*** Text under study Section Begins ***

Many people associate estate planning with preparing for what happens following their deaths. However, an important component of estate planning often includes preparing for the future as well, including what your wishes are should you become incapacitated and unable to make important decisions for yourself.
What is incapacity planning?
A plan for incapacity often includes two documents or tools: a power of attorney and an advance health care directive. These can help you plan for future critical decisions regarding your finances and health care, respectively.
“Incapacity” means that you are unable to make decisions on your own behalf – and some of these decisions can be critical. Such conditions that could prevent you from acting on your own accord can include sudden physical conditions like a heart attack or stroke, as well as conditions that might deteriorate your mind more rapidly, such as dementia.
Read more below about what you should know about incapacity planning.
Power of attorney
This document allows you to plan for how to manage financial decisions on your behalf in the event of your incapacitation. With this document, you name someone to take care of your finances on your behalf. This can be in a limited or broad capacity, but can include giving authority to make deposits, write checks, buy and sell investments or property and more.

*** Text under study Section Ends ***

Task prompt:
Decide whether each statement agrees with the text on incapacity planning, answering yes or no and quoting the words of the text that settle it. (a) A plan for incapacity often includes a power of attorney and an advance health care directive. (b) A power of attorney is the document used to plan for health care decisions. (c) Dementia is named as a condition that could prevent a person from acting on their own accord. The listing that comes next has no connection to the text on incapacity planning.

*** Data for review Section Begins ***

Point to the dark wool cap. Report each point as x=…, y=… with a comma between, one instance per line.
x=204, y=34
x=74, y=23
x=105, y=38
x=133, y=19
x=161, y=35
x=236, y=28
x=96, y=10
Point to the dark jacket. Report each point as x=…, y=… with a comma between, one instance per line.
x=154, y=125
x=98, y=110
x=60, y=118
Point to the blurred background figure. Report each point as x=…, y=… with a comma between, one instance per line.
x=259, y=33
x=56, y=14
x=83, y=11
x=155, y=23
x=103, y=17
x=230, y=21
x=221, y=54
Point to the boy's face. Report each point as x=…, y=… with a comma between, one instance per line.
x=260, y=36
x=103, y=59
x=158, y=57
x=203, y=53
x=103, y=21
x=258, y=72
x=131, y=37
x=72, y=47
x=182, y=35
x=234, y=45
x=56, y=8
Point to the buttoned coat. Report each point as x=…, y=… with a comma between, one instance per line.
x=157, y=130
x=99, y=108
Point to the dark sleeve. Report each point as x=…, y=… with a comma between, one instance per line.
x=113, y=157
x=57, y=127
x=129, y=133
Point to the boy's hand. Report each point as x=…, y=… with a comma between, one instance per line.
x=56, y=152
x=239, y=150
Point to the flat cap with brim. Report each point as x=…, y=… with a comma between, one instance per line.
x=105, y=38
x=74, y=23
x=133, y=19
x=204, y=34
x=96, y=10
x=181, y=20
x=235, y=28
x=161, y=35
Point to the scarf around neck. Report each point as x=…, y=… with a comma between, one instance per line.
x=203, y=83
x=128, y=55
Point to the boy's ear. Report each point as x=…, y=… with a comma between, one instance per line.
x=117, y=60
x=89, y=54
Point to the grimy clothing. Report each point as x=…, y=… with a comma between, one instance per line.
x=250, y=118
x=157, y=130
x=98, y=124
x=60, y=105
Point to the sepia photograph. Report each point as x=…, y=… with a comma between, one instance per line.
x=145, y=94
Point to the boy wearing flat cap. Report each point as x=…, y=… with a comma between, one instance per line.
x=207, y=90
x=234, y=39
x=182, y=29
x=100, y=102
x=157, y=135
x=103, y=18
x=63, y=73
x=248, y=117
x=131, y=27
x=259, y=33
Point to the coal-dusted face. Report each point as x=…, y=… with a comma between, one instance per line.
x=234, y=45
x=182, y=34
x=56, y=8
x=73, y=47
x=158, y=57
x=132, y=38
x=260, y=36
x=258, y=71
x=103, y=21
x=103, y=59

*** Data for review Section Ends ***
*** Data for review Section Begins ***

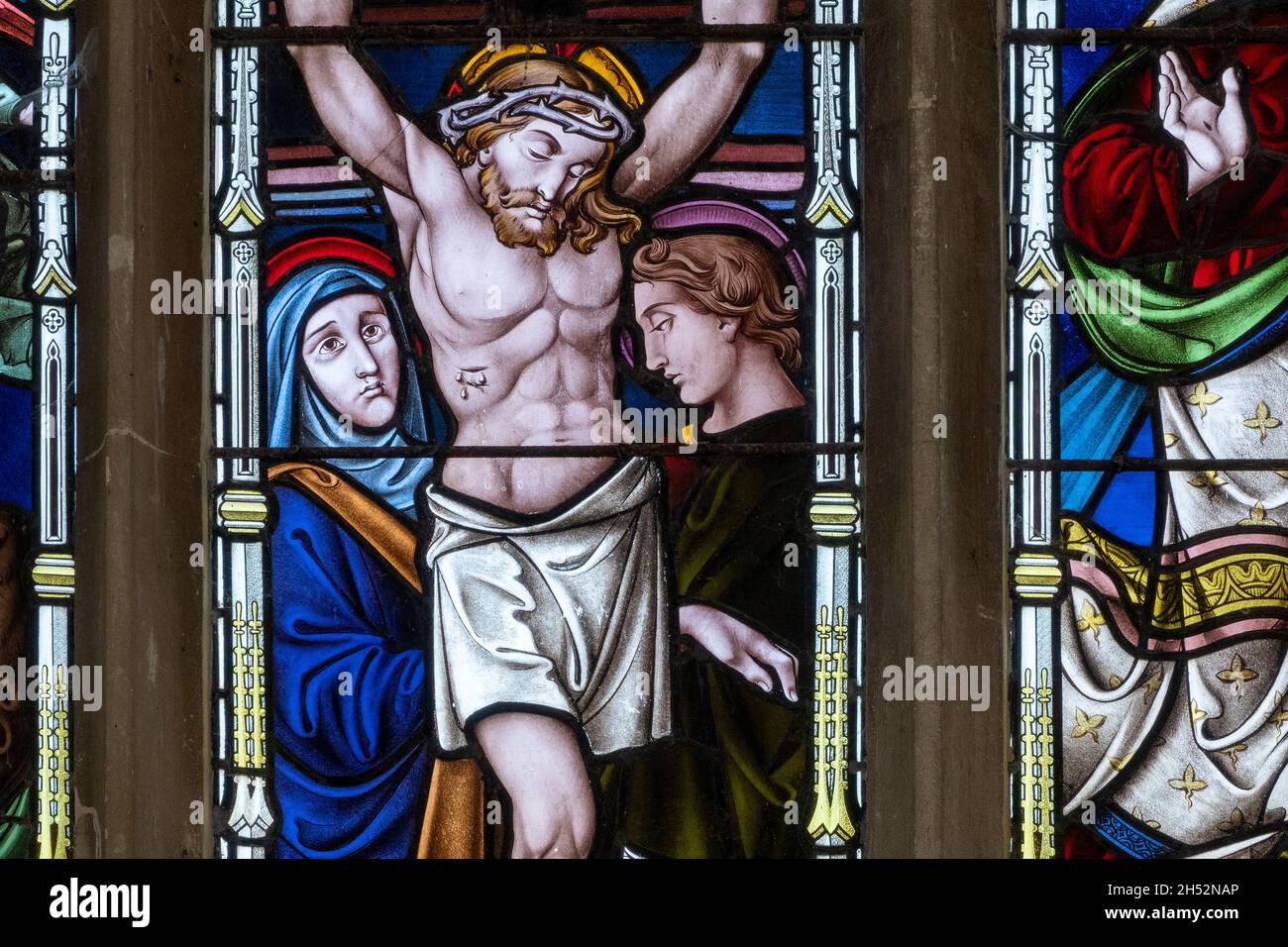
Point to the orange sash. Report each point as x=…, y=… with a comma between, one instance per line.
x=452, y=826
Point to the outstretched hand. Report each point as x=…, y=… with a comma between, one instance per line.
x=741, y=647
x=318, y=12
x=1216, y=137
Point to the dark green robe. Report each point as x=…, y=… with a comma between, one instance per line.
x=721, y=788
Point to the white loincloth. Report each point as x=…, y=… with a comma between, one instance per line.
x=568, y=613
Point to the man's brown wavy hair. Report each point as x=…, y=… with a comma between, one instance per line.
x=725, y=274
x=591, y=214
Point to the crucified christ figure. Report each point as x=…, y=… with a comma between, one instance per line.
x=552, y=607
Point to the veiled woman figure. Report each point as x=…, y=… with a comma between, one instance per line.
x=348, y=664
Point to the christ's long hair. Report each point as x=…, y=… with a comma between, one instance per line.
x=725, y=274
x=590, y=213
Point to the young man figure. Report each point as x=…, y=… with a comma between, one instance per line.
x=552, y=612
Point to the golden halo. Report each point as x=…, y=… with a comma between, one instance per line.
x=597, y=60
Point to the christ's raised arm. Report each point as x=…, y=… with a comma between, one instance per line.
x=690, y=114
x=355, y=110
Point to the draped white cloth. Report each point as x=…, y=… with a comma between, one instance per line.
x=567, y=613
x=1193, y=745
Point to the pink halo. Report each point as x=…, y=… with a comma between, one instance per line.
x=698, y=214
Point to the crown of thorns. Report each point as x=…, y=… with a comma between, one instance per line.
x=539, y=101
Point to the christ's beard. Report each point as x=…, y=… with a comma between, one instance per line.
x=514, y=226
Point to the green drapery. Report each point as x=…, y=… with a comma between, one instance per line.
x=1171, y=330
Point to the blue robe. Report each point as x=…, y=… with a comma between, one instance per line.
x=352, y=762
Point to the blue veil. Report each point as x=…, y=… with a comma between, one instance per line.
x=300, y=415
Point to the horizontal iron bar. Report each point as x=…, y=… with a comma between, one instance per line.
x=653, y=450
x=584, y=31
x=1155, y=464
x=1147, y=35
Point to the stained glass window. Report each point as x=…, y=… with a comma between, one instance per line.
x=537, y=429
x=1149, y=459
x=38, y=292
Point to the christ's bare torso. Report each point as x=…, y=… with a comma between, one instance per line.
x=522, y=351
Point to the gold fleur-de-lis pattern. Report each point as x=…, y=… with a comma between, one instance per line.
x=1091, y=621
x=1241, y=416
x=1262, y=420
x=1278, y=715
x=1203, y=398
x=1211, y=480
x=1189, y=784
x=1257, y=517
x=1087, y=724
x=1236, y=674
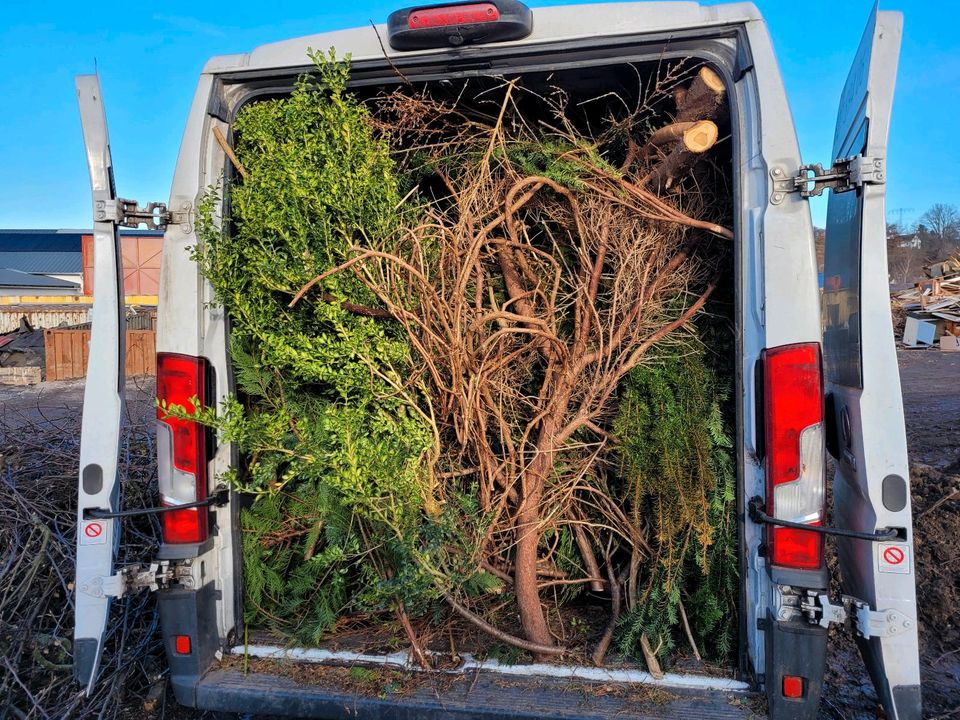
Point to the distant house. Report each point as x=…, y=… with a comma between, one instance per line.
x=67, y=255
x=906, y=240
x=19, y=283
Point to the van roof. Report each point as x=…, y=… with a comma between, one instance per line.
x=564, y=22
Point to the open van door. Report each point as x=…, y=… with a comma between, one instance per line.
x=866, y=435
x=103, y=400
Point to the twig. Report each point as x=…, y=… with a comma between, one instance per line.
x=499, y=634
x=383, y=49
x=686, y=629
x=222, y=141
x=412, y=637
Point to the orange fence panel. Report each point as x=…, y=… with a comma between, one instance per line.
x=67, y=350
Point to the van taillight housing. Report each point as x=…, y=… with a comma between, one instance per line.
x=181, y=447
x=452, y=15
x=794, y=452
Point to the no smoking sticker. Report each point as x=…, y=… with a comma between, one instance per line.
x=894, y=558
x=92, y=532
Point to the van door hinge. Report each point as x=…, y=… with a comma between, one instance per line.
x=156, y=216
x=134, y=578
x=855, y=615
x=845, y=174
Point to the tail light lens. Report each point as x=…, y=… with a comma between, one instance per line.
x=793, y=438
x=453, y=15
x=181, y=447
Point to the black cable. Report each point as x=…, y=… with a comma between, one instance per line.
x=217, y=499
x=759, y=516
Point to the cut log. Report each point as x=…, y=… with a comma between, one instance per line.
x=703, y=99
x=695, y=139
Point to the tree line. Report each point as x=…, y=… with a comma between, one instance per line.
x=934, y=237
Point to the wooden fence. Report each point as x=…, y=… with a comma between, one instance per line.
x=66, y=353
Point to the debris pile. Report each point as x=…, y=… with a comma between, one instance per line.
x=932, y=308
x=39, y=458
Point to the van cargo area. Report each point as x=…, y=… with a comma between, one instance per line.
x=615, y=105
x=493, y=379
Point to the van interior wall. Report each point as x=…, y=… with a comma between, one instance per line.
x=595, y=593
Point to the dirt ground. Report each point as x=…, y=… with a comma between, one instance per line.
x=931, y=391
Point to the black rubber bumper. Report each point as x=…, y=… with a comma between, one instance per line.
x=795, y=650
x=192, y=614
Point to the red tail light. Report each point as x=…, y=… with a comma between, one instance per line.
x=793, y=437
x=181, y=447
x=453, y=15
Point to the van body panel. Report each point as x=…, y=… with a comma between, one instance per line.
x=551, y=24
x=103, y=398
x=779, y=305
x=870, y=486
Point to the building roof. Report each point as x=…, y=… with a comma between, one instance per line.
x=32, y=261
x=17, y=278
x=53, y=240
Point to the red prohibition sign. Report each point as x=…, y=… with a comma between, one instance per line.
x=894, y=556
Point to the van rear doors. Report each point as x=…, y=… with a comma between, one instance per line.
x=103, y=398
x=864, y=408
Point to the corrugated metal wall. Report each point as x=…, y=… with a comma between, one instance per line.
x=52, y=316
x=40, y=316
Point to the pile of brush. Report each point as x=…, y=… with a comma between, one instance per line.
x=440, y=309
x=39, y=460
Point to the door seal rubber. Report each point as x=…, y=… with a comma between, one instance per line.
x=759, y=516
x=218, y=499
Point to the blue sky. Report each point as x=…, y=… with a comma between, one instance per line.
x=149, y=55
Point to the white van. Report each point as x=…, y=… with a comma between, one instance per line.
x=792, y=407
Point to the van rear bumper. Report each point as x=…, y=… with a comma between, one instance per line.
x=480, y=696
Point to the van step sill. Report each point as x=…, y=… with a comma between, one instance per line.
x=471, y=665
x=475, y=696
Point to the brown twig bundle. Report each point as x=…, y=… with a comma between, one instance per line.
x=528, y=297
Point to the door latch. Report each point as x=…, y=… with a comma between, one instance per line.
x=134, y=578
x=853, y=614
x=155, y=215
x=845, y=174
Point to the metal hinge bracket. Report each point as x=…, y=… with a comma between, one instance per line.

*** Data for review Section Ends ***
*** Data for review Section Begins ***

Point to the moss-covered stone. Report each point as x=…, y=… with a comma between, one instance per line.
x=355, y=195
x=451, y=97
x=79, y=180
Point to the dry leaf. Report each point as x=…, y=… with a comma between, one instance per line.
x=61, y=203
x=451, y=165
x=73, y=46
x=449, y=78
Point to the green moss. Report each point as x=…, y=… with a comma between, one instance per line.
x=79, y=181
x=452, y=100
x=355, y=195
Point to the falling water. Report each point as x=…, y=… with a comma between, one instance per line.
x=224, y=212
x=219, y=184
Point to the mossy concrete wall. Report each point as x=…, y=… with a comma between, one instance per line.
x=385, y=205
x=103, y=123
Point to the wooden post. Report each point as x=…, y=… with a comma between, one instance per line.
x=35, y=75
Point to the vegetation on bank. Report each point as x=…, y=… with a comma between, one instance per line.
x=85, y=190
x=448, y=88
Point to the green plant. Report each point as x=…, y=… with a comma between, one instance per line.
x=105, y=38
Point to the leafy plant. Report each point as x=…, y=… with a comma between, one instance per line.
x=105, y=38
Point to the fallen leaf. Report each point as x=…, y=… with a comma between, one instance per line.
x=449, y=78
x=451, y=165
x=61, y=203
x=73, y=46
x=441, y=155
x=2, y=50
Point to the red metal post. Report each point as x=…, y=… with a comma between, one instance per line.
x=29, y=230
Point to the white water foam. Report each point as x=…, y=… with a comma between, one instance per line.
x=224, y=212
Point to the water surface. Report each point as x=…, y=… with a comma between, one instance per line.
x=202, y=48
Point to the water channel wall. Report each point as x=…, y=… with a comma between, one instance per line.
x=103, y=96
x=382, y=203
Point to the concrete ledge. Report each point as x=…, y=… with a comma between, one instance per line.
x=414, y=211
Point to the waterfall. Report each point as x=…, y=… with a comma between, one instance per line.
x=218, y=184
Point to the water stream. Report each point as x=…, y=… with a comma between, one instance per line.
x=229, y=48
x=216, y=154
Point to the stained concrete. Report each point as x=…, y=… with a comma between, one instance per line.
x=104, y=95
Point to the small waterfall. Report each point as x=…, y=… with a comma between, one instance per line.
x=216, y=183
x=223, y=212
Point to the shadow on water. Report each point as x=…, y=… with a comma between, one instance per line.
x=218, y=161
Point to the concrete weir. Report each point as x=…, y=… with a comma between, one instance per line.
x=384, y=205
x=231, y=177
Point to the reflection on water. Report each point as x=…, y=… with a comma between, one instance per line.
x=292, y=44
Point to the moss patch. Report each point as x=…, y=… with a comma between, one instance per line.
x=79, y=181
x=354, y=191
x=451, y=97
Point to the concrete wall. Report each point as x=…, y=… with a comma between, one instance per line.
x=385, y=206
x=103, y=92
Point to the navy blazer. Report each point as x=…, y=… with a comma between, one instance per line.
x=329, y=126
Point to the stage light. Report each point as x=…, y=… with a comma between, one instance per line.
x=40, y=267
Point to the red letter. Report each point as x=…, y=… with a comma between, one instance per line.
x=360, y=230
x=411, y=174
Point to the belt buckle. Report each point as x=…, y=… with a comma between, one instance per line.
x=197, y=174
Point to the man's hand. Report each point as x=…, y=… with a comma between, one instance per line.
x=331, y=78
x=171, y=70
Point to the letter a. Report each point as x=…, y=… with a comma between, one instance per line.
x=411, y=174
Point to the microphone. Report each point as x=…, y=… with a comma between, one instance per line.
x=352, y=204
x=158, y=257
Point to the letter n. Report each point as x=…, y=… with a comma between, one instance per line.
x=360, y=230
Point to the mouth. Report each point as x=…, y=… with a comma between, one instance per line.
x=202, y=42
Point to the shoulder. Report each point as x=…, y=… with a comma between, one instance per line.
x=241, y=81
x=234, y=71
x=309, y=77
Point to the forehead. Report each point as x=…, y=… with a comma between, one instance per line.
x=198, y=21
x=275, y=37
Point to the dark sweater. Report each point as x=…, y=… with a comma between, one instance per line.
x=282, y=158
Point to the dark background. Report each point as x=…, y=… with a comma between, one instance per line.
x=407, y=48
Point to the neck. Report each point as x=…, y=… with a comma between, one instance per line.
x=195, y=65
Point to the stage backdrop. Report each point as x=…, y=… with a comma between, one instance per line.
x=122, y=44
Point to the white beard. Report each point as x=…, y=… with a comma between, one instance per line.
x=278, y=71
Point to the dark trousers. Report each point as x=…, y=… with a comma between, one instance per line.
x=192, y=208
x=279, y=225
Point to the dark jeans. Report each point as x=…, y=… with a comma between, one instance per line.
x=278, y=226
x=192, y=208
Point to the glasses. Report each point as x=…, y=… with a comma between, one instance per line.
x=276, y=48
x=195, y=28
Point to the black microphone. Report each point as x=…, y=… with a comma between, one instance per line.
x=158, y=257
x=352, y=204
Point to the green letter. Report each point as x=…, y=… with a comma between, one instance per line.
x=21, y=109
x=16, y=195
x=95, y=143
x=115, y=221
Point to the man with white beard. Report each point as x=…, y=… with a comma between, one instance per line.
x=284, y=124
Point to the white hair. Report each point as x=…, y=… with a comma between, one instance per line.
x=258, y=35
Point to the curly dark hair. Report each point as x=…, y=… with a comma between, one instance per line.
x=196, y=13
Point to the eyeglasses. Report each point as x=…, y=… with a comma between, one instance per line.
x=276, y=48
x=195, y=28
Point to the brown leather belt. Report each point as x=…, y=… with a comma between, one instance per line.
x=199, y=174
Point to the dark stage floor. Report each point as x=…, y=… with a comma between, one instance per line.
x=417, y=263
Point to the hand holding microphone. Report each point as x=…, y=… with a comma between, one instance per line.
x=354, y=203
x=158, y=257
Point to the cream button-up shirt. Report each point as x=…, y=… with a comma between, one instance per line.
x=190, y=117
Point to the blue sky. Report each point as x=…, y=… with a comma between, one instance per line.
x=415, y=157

*** Data for review Section Ends ***

Problem solution:
(a) Yes: "A plan for incapacity often includes two documents or tools: a power of attorney and an advance health care directive."
(b) No: "This document allows you to plan for how to manage financial decisions on your behalf in the event of your incapacitation."
(c) Yes: "conditions that might deteriorate your mind more rapidly, such as dementia."